* _WHAT TO WORK ON_: Without reproducing any image, print the listing below exactly.

* _RECORD SET_:
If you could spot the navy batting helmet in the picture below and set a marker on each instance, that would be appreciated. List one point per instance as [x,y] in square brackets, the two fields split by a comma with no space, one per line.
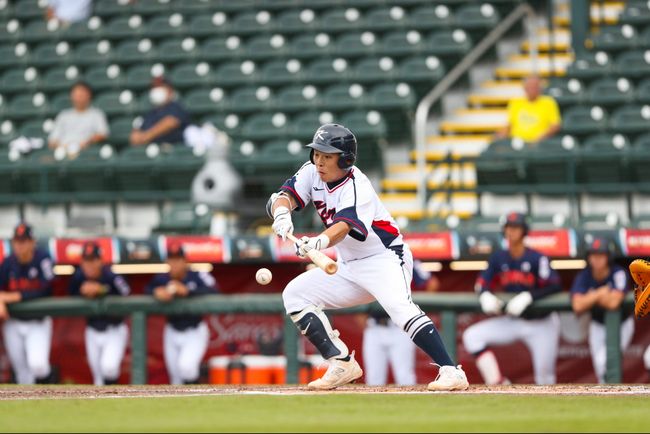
[516,219]
[335,139]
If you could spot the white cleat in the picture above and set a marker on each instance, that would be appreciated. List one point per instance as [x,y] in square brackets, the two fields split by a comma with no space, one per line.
[450,378]
[338,374]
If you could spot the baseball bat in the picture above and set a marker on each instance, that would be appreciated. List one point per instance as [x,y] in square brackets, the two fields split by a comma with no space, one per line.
[320,259]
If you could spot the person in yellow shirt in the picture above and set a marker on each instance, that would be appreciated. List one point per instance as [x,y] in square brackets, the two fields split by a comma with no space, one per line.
[533,118]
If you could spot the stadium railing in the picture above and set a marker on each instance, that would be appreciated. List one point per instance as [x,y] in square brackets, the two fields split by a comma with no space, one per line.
[139,307]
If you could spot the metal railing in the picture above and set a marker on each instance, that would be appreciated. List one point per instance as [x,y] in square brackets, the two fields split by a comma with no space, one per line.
[139,307]
[424,106]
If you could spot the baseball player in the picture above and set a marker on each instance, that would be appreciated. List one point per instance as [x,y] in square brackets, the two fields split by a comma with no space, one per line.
[599,287]
[185,339]
[528,274]
[374,263]
[384,343]
[106,336]
[25,275]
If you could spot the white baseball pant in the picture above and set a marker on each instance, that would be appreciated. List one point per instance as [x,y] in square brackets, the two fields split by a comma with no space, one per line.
[378,277]
[598,345]
[105,351]
[541,336]
[385,345]
[184,351]
[28,347]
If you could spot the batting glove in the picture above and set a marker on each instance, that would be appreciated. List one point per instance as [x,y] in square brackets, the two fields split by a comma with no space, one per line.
[306,244]
[518,304]
[282,224]
[490,303]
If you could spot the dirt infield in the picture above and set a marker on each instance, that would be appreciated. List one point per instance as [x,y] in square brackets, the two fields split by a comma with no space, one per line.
[91,392]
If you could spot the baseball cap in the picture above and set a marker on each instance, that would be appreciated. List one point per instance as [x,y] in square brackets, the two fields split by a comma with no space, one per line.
[23,232]
[598,245]
[91,250]
[175,251]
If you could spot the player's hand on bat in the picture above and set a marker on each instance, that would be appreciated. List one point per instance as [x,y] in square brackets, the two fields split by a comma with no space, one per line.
[518,304]
[282,224]
[314,243]
[490,303]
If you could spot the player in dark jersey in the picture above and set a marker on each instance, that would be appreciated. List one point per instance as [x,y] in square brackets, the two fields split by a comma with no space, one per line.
[600,287]
[106,336]
[186,336]
[528,275]
[25,275]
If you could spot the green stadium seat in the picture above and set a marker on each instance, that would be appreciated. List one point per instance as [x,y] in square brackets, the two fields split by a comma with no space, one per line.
[221,48]
[631,119]
[51,53]
[191,75]
[311,46]
[385,19]
[266,126]
[28,106]
[106,77]
[281,72]
[14,55]
[635,63]
[297,21]
[238,73]
[251,99]
[207,100]
[125,27]
[297,98]
[19,80]
[165,26]
[115,102]
[136,51]
[178,50]
[345,97]
[566,91]
[250,22]
[372,70]
[591,65]
[581,120]
[428,17]
[265,46]
[611,92]
[327,71]
[93,52]
[615,38]
[484,16]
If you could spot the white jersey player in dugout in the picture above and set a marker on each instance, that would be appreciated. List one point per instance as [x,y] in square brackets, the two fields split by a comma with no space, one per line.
[374,263]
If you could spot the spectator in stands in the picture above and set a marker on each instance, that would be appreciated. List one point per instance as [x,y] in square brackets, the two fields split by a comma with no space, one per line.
[600,287]
[185,339]
[533,118]
[106,336]
[82,125]
[68,11]
[167,120]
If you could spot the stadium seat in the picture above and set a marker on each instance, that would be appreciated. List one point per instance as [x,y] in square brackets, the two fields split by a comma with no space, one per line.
[584,120]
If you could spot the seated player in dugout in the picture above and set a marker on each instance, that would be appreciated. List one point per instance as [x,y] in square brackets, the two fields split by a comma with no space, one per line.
[526,274]
[26,274]
[374,263]
[166,121]
[185,339]
[600,287]
[532,118]
[106,336]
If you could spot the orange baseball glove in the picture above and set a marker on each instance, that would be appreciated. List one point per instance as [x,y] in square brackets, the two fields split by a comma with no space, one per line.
[640,271]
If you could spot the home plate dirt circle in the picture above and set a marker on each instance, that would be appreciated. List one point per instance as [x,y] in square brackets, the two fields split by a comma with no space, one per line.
[92,392]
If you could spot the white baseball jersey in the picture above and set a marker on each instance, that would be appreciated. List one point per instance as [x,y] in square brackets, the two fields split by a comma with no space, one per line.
[352,200]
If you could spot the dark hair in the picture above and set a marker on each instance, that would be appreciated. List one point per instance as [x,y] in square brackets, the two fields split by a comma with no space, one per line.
[84,85]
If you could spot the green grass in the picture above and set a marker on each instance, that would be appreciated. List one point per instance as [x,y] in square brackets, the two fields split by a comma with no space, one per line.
[336,413]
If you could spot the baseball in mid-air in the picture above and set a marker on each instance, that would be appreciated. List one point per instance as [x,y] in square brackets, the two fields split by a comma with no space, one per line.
[263,276]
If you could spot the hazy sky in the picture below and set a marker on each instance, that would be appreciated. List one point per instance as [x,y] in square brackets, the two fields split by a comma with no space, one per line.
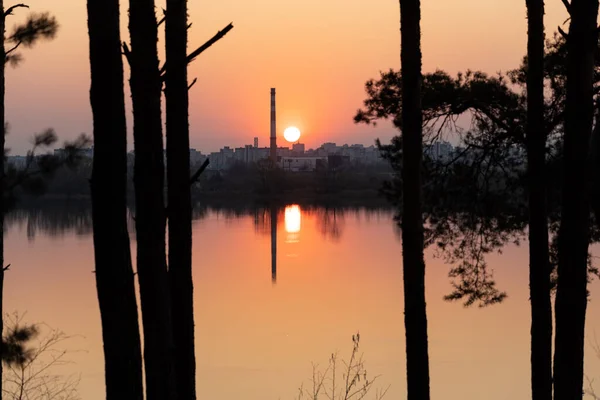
[317,53]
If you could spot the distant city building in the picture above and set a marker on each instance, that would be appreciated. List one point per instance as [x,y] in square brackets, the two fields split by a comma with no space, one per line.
[298,149]
[302,163]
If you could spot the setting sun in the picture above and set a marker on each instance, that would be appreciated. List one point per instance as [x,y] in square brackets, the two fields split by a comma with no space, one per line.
[291,134]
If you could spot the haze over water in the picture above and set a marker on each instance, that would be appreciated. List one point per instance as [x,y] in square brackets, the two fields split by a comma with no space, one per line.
[337,273]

* _WRITTEN SOLUTION_:
If you could spot the navy batting helmet in the picture below and set a marker on each instance, that would be appreciated. List one point per instance as [x,y] in square brackets, the two fields split by a comma with no space, one per line.
[516,219]
[335,139]
If you could spot the white cleat in the picture above and set a marker on each instance, that would be appreciated. List one point per instance as [x,y] in square brackets, the two fields split by a comma with no space, one per line.
[450,378]
[338,374]
If you could spot the baseball bat in the picture above and set a marker on each instance, that would be appreciated. List one point per instance as [x,y] in square brackets, the two fields split by a comma with no space, one per line.
[320,259]
If you could spot the person in yellow shirt in the picture above and set a marker on each instance, that would be appreciated. List one point per instance as [x,y] in square brackets, the two fields split by a comma with no space, one per line.
[533,118]
If you could spot the stadium railing in the picture above and set a marker on each instance, that would be appreciated. List one point per instance as [x,y] in square brackets, the two fields split by a comma with no space, one per line.
[139,307]
If you could spot the metal railing in the picture above and set a marker on each instance, that would be appreciated. List one point per instance as [x,y] in square brackets, the two fields split by a comma with no space, one per line.
[139,307]
[424,106]
If you could spot the baseball player in the picture above and set a marker on each instance, that would be appreciated. List one point per instance as [x,y] in square brackets, the two fields split by a comma with no space, one per line.
[599,287]
[185,339]
[528,274]
[374,263]
[384,343]
[106,336]
[25,275]
If you could spot the white baseball pant in the picture above and set a marker on each instance, that would be appreciated. List one point per instance as [x,y] in square brackets, the two fields split by a comma with no space, one per line.
[378,277]
[598,345]
[105,351]
[541,336]
[385,345]
[184,351]
[28,347]
If you could spot the batting glove in the picture above and set a marker on each instance, that would be appreciated. List one point per instance as [x,y] in square brackets, the two fields split by a comma with no space, one per line.
[306,244]
[518,304]
[282,224]
[490,303]
If you could spot the dirt infield in the picture above and set a marker on each instance, that would be appreciated. List one point per instance as [x,y] in square brackets, the two fields split by a comma with no space, one per line.
[91,392]
If you could spot the baseball cap in the picture above and set a marker on each instance, that would be appreciated. List one point per instance as [x,y] in square brackets, the two fields split by a comma with no space, one per line.
[23,232]
[598,245]
[91,250]
[175,251]
If you could spot the player's hand on bat in the picture above and set a marker on each instance, that would be appreciated. List one point per instance as [x,y] in square brackets, the two fields split by a comma with no space, one per line.
[518,304]
[282,224]
[314,243]
[490,303]
If you could spot the player in dark jersey in the picture above and set a marker on each instance, that would be appreciated. List one point per instance as [x,y] in square brackets, the two fields split by a comma with no space, one per line.
[600,287]
[106,336]
[186,336]
[528,275]
[25,275]
If you could spot the green stadium seat in the picture above and set a marker on each instance, that would be appreciated. List one point per instance as [x,y] in square brackets, the two fields split by a comma with no space, one per line.
[221,48]
[631,119]
[51,53]
[191,75]
[311,46]
[385,19]
[266,126]
[28,106]
[106,77]
[281,72]
[14,55]
[635,63]
[297,21]
[238,73]
[251,99]
[207,100]
[125,27]
[297,98]
[19,80]
[165,26]
[115,102]
[136,51]
[178,50]
[345,97]
[566,91]
[250,22]
[372,70]
[591,65]
[581,120]
[428,17]
[265,46]
[611,92]
[327,71]
[93,52]
[615,38]
[484,16]
If you could spot the white jersey player in dugout in the picture above and set a marker on each instance, that would be appreciated. List one point per instance as [x,y] in square brackets, the two fields split by a comma with no space, one per line.
[374,263]
If you could spot the spectator in stands in the picture above and set a marker on each instance, that would be appreciated. List one point per instance as [x,y] in square brackets, the two fields split by a comma with no space, one per line.
[600,287]
[185,339]
[533,118]
[106,336]
[82,125]
[68,11]
[167,120]
If you could spot the stadium seat in the picture above and set a marker on each instance, that would be appreciated. List one point per instance as [x,y] in square brackets, the two fields split by a comma with no space, one per line.
[584,120]
If you could spot the seated player in dugout in the picture above and set a marker on each instance, that would be appreciated. List one point per instance as [x,y] in square brackets, the two fields split by a comma with no space, one per line.
[526,274]
[26,274]
[374,263]
[166,121]
[185,339]
[600,287]
[532,118]
[106,336]
If you could spot the orange baseball glove in the picture above and set a marker on each instance, that would be appreciated. List one point per instance as [x,y] in square brackets, the two fields split by a comma with no space, one per line.
[640,271]
If you could spot the home plate dirt circle in the picture above and set a marker on each instance, that would be appreciated. List one point per instance as [x,y] in square brackets, the two fields split by a comma with no space, one per line.
[92,392]
If you could spot the white baseball jersey in the picture above and set a marker on each instance, that would be appreciated. List one point per instance as [x,y] in square brackets, the two fields split by a comma with no space, one per line.
[352,200]
If you could spot the dark hair in the picture above and set a marker on each instance, that would be appreciated. List one point per instance as [x,y] in square brackets, the two fields split by a comma with no space, one per line.
[84,85]
If you could spot the green grass in the picture above and set a marker on each instance, that would be appreciated. List one point per instance as [x,y] in square brackets, the two fields split by a comma with no space, one per line.
[336,413]
If you could spot the baseball in mid-air in the picture above and set a marker on each instance, that would be appreciated. List one point per instance as [x,y] in square brackets, the two fields split by a comma with no space, one per line.
[263,276]
If you could spot the hazy sky in the picture below and set a marker on each instance, that would be appreciated. List one point per instance as [x,y] in square brackets, the two fields split by a comma with no space, one per line.
[317,53]
If you could spot the distant city building in the picture above and set a marker on each instance, that would be appreciated. List one point per instance as [x,y] in square brackets, the two fields split by a comma with no space, one per line.
[298,149]
[302,163]
If you could spot the setting sun in the picture above and set a marker on each instance, that would be appreciated. List one point per instance as [x,y] in square brackets, the two fields split by a comma with no space, one per line.
[291,134]
If you could spot the haze over water in the picture above and set a marker on each instance, that would be appreciated. List one point per instance as [x,y] in square brackets, the two fields split by a comma with no space, one per line.
[337,273]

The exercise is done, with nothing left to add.